* WHAT NEEDS TO BE DONE:
Please reproduce the data verbatim, from the line that contains "Identify the tree bark" through the line that contains "xmin=342 ymin=422 xmax=595 ymax=477", both included.

═════ RECORDS FOR THIS EXERCISE

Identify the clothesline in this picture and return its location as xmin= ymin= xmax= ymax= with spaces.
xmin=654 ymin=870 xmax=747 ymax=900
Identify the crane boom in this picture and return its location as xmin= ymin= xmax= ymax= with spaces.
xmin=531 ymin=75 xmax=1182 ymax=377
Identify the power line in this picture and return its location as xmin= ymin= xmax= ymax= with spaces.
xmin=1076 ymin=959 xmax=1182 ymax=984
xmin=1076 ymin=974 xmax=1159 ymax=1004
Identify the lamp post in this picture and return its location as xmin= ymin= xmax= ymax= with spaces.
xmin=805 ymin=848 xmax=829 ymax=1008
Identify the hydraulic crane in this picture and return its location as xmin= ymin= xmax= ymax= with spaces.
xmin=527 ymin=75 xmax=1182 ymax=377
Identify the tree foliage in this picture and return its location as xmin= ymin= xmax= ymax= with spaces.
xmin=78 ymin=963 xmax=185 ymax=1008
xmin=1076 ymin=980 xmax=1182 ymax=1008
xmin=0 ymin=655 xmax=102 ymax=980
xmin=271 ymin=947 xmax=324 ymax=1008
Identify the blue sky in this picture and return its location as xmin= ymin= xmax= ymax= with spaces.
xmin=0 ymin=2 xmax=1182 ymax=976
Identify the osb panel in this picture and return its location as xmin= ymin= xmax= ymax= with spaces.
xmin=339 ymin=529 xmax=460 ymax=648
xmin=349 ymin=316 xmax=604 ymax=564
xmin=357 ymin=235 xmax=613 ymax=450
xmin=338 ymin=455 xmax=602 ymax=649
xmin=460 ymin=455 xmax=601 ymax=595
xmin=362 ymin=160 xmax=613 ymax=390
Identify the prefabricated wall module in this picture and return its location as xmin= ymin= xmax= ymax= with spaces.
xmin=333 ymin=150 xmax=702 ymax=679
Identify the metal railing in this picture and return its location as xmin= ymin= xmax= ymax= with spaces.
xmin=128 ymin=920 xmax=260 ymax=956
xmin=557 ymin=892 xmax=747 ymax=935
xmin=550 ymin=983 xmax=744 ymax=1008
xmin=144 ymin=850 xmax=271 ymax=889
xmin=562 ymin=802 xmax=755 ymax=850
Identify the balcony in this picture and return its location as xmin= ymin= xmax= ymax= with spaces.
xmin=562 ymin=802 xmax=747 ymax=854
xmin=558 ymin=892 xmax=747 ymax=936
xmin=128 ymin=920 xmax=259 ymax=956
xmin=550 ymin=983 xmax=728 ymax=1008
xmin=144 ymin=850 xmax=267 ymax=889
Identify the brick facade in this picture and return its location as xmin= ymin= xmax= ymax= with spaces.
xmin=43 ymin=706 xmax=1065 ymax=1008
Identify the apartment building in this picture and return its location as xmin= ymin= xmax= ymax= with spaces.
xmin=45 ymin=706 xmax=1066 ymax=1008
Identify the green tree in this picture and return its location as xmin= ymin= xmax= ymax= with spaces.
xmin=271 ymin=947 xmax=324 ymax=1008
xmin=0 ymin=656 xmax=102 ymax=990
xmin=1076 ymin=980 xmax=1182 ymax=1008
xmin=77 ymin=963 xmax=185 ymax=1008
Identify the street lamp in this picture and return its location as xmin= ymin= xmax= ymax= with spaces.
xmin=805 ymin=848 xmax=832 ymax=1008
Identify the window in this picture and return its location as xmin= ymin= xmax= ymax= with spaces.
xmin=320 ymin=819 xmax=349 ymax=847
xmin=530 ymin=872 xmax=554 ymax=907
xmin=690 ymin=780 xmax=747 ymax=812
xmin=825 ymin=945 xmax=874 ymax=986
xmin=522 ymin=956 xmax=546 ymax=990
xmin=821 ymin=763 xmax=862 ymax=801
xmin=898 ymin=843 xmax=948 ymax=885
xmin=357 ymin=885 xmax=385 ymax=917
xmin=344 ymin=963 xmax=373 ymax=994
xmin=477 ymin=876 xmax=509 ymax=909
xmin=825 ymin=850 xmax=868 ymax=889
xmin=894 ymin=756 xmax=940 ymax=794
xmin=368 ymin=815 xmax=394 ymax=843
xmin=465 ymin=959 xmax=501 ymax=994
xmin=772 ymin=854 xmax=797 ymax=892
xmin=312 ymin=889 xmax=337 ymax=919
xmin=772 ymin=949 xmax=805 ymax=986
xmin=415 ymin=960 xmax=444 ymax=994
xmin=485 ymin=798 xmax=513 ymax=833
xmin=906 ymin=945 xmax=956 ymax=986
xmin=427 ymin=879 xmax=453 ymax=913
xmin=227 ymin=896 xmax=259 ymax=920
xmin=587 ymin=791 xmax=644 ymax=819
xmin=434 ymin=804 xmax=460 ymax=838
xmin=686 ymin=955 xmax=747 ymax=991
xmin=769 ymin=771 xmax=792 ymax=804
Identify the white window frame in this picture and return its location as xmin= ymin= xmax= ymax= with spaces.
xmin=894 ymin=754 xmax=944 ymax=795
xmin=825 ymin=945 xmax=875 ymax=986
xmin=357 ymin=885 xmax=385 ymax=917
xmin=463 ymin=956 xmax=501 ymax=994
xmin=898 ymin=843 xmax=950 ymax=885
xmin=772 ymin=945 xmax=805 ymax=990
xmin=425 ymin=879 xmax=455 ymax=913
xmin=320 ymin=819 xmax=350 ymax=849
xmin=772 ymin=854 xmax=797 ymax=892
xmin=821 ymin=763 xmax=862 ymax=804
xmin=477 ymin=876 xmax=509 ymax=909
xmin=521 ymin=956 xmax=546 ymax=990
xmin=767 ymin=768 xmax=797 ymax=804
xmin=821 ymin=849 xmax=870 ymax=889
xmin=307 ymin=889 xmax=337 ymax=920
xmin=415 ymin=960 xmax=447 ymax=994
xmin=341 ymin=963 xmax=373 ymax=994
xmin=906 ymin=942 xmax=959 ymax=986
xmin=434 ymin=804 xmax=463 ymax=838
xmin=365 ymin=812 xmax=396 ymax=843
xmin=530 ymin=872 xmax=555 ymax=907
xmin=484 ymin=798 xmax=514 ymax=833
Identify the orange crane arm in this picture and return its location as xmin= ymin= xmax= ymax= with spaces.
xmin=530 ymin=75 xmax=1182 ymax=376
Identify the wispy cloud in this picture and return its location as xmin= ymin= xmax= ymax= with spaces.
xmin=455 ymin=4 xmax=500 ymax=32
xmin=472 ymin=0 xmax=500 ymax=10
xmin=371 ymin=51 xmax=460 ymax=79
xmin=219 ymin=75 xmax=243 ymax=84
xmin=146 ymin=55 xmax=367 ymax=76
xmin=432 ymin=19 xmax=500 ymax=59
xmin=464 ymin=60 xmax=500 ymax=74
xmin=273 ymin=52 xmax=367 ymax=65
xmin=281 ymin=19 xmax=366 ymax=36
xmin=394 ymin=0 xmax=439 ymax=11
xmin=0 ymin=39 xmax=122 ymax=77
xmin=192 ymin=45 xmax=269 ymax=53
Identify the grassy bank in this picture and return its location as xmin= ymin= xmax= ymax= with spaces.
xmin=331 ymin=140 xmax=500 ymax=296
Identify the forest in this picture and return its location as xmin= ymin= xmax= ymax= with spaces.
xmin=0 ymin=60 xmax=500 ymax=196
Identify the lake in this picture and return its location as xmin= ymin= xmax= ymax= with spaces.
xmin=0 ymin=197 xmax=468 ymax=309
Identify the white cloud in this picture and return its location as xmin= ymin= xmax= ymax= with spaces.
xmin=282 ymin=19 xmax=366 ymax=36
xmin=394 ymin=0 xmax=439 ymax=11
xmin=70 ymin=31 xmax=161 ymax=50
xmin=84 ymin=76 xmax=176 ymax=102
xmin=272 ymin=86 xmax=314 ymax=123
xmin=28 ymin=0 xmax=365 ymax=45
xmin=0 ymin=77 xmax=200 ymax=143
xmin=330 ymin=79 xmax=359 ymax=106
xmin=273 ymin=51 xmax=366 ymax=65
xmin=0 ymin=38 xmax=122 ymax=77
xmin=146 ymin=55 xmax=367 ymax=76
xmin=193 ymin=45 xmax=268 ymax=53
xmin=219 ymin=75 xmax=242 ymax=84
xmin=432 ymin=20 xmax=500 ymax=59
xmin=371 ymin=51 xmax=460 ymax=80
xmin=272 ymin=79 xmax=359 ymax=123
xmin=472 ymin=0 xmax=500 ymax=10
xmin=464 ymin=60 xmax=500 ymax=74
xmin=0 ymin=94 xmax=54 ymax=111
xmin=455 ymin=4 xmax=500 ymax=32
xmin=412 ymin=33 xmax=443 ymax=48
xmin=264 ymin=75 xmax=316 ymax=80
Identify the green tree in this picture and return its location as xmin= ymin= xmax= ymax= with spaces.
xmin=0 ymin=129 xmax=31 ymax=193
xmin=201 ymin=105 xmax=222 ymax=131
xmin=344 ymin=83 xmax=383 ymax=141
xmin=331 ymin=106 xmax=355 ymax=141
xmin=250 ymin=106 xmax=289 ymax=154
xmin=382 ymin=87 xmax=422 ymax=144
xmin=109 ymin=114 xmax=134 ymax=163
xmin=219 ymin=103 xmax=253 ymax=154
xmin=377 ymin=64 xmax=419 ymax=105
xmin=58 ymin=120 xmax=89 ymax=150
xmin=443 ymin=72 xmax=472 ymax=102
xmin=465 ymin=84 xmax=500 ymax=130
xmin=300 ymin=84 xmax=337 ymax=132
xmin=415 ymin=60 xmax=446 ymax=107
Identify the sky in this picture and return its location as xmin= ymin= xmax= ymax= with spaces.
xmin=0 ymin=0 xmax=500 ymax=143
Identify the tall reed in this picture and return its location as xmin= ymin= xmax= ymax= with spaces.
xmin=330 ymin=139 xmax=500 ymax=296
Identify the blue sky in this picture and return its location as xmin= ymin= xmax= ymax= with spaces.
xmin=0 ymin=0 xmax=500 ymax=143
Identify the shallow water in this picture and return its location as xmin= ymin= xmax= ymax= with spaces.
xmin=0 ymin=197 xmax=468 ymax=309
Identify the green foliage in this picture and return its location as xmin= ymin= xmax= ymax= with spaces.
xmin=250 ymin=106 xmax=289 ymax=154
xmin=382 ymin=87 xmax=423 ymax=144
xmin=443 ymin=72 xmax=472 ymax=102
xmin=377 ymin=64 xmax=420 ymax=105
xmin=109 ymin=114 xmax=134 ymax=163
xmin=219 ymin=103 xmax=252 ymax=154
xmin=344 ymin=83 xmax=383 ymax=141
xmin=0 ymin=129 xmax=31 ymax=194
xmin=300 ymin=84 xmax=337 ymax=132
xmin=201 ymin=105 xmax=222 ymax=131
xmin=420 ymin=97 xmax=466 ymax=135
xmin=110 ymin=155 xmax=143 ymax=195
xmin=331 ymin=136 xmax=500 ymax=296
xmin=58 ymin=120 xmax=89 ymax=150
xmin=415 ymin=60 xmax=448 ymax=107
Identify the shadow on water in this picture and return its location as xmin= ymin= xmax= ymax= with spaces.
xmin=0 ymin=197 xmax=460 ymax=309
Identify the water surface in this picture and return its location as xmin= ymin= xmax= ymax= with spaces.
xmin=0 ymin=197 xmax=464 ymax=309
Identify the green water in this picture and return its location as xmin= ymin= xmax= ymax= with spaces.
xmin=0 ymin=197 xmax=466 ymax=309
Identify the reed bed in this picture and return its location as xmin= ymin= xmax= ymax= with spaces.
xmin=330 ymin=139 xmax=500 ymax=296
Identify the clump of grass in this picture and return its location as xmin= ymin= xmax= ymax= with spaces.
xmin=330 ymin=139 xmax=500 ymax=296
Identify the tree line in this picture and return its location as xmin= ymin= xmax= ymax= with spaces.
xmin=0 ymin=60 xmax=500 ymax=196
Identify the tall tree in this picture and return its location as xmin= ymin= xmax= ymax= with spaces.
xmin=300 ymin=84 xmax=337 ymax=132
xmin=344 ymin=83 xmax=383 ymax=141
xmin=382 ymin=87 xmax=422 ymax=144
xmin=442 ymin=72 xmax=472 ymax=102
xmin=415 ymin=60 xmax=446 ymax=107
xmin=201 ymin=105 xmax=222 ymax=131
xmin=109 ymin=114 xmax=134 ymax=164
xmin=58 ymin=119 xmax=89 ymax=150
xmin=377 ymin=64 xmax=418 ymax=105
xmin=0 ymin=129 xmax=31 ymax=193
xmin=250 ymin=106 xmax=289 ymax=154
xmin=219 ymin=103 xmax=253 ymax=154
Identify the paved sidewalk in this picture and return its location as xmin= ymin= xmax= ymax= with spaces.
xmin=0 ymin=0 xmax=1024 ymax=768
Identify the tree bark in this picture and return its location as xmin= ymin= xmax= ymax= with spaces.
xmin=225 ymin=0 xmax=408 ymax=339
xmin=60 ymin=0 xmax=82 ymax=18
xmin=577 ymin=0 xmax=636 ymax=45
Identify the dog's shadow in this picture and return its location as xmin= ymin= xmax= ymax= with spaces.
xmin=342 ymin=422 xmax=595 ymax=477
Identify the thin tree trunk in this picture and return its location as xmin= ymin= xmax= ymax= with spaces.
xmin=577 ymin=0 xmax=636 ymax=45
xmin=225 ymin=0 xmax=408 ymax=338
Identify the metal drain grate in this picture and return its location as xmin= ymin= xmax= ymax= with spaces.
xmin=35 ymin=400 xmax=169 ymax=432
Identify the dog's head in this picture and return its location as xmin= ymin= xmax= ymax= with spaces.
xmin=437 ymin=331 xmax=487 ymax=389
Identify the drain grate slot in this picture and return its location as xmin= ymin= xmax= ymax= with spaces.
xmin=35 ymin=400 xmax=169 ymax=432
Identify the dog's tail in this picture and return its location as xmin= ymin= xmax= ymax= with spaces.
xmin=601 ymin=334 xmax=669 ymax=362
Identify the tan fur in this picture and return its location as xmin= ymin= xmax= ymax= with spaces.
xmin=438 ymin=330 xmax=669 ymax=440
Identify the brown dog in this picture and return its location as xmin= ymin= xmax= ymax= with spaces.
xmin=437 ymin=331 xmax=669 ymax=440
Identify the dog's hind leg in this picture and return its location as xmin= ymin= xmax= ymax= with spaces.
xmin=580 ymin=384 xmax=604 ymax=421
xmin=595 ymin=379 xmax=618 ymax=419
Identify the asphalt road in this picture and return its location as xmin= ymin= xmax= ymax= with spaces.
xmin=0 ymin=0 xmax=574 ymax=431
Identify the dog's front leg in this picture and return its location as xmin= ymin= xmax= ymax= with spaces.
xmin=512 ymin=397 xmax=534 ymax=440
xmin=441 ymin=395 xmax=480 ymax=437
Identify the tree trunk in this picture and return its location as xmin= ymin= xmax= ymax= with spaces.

══════════

* SOLUTION:
Identify the tree bark in this picture and return its location as xmin= ymin= xmax= ymax= with spaces.
xmin=225 ymin=0 xmax=408 ymax=339
xmin=60 ymin=0 xmax=82 ymax=18
xmin=577 ymin=0 xmax=636 ymax=45
Identify the dog's shadow in this picture and return its location as xmin= ymin= xmax= ymax= with spaces.
xmin=342 ymin=422 xmax=595 ymax=477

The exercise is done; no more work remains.